#### TEXTE À LIRE:
-=-=-
Une noisette, un livre
Feu pour feu
Leye Adenle
Une
nouvelle fois, Leye Adenle nous embarque à Lagos mais ce n’est en rien une
promenade touristique. Plutôt un circuit bien sombre au milieu des politiques
sans aucun scrupule, des trafiquants dans toute leur ignominie et des femmes
exploitées jusqu’à leur dernier souffle, dernier souffle qui est rarement
d’origine naturelle… Mais quelques passages s’éclaircissent lorsque
l’inspecteur Ibrahim et l’avocate Amaka essaient de ramener de la justice et de
l’humanité dans ce labyrinthe de tous les excès de la tentation, du pouvoir, du
sexe et de l’argent.
Au milieu des embouteillages quotidiens de la plus grande ville du continent africain, un jet-privé s’écrase sur une résidence d’un quartier haut de gamme. A son bord, le principal candidat au poste de gouverneur, sa maîtresse et l’ex de sa maîtresse. Curieusement, la résidence qui « reçoit » l’appareil est justement celle du chief Adio Douglas…Rapidement un autre candidat lui succède dans la course électorale : chief Ojo, ce dernier étant la parfaite illustration du salaud de première classe. Amaka veut absolument le coincer mais ce sera plus compliqué que prévu à cause d’un sac volé et d’un certain Malik et son mystérieux « harem » dans une forêt inconnue…
L’écrivain nigérian ne cherche pas à faire de l’ornementation par une dentelle de mots. Non, il hache directement pour trancher dans le cœur d’une société où la vergogne est calfeutrée dans un placard poussiéreux. Le résultat est captivant, haletant avec aucun risque d’un bâillement en cours de lecture. Dialogues percutants mais brefs comme pour illustrer la rapidité avec laquelle il faut agir lorsqu’un danger est grave et imminent.
-=-=-
#### LISTE DES ENREGISTREMENTS:
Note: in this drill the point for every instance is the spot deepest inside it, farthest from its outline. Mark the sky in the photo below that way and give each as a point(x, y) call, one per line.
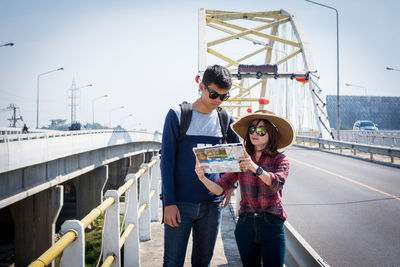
point(143, 54)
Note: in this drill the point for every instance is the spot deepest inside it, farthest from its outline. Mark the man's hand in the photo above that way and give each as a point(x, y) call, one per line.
point(172, 217)
point(227, 197)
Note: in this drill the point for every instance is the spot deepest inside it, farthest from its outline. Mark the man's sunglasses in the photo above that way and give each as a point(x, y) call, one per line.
point(213, 95)
point(261, 131)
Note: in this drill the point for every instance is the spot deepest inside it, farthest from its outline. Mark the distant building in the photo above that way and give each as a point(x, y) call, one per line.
point(382, 110)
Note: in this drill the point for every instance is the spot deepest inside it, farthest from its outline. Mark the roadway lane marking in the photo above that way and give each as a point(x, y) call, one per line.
point(345, 178)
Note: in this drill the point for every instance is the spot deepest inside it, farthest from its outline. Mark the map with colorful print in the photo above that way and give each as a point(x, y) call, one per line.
point(220, 158)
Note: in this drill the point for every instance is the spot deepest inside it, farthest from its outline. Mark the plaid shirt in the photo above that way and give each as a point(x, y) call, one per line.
point(256, 195)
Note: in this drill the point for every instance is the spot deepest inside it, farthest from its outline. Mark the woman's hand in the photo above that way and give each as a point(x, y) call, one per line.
point(246, 163)
point(200, 170)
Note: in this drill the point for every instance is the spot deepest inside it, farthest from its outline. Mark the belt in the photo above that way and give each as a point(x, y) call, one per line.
point(254, 214)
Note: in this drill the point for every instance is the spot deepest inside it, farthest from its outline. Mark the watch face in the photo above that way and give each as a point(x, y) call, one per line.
point(259, 171)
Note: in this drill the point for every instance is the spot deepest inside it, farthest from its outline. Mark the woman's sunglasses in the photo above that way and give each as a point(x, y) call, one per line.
point(213, 95)
point(261, 131)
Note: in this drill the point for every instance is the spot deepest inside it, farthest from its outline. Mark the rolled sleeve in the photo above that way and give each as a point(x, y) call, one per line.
point(227, 180)
point(279, 175)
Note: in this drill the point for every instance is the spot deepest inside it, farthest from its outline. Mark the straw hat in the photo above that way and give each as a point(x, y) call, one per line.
point(286, 133)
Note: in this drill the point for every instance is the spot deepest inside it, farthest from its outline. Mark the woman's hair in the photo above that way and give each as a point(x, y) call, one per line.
point(271, 148)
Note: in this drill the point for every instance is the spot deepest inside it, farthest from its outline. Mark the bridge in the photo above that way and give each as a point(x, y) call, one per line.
point(342, 209)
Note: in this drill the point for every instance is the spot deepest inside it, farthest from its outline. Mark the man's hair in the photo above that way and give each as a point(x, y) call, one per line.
point(218, 75)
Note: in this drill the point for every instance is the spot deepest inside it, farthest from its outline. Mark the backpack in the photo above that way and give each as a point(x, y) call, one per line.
point(186, 118)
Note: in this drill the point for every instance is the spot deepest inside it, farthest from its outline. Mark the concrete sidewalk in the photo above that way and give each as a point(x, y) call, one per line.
point(225, 252)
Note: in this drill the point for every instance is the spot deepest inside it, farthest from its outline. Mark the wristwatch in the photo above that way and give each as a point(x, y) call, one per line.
point(259, 171)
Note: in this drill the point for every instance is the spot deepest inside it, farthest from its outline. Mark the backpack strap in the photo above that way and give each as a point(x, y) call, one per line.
point(224, 122)
point(186, 118)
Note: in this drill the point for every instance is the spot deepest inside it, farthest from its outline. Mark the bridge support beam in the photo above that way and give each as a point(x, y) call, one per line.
point(35, 219)
point(89, 190)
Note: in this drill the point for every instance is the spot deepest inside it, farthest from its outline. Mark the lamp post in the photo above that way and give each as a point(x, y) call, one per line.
point(8, 44)
point(123, 118)
point(37, 94)
point(73, 100)
point(359, 86)
point(109, 118)
point(94, 100)
point(337, 65)
point(389, 68)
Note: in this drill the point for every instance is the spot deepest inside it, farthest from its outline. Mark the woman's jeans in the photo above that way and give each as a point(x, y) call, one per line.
point(204, 219)
point(260, 235)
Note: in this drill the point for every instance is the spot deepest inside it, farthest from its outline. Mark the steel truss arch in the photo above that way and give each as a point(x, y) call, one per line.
point(270, 37)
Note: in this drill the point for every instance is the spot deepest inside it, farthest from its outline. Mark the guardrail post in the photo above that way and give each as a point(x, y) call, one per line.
point(111, 230)
point(155, 201)
point(74, 254)
point(131, 246)
point(145, 218)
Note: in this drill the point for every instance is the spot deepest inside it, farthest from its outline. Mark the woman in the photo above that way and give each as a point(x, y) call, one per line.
point(259, 232)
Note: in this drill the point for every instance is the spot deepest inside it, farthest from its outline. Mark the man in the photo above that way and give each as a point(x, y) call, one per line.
point(188, 205)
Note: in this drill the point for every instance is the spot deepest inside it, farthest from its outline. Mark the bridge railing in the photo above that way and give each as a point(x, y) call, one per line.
point(139, 212)
point(371, 149)
point(17, 136)
point(380, 138)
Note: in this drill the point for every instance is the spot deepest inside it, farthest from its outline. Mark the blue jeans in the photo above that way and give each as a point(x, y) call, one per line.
point(204, 219)
point(260, 235)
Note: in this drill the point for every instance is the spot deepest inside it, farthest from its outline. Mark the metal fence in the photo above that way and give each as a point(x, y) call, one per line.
point(371, 149)
point(139, 212)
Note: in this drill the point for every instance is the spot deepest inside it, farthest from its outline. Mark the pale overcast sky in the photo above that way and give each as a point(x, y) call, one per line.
point(143, 54)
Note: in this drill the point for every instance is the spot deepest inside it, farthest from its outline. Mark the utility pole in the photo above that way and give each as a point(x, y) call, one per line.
point(13, 120)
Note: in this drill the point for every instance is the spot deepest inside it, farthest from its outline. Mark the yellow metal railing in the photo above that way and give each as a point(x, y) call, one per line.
point(47, 257)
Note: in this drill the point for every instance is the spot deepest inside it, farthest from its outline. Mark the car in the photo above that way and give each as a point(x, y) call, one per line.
point(76, 126)
point(365, 125)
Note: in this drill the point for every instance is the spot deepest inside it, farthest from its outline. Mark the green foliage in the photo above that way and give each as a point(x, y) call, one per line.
point(93, 242)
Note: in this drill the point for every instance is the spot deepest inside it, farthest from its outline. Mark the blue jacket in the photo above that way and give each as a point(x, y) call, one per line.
point(179, 180)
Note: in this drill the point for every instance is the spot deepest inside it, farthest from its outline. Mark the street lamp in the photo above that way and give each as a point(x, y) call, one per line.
point(94, 100)
point(123, 118)
point(389, 68)
point(337, 64)
point(37, 94)
point(8, 44)
point(73, 101)
point(109, 118)
point(359, 86)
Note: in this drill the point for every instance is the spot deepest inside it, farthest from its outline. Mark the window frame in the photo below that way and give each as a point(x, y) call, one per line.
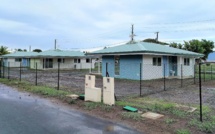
-=-=-
#### TRAVAIL À FAIRE:
Écrivez la suite de la critique du roman « Feu pour feu » en partant de sa dernière phrase.

#### RÉPONSE ATTENDUE:
Comme
pour Lagos
lady Leye Adenle défend la cause des femmes en faisant d’Amaka un
personnage déterminé à porter haut et fort le drapeau de la lutte contre la
corruption et la prostitution dans ce
Lagos en proie à toutes les dérives humaines. A côté, une intrusion dans les
coulisses des arrangements politiques où tous les coups sont permis. Au Nigeria
comme ailleurs quand l’argent rend fou et dirige les âmes.
« Alùjonù bì owò ò sì, déclara-t-il. Aucun esprit n’est plus puissant que l’argent. Il y en assez ici pour acheter des jets privés, de grandes propriétés à Osborne, el la monnaie suffirait encore à se procurer des centaines et des centaines de Mercedes. Et devant toutes ces choses, en les regardant, tu ne sentiras rien. Mais devant une telle somme d’argent, si ton cœur n’est pas assez fort, tu peux devenir fou. C’est à cause de l’esprit qui vit dans l’argent. L’argent, c’est le pouvoir. Pourtant, ce n’est que du papier ».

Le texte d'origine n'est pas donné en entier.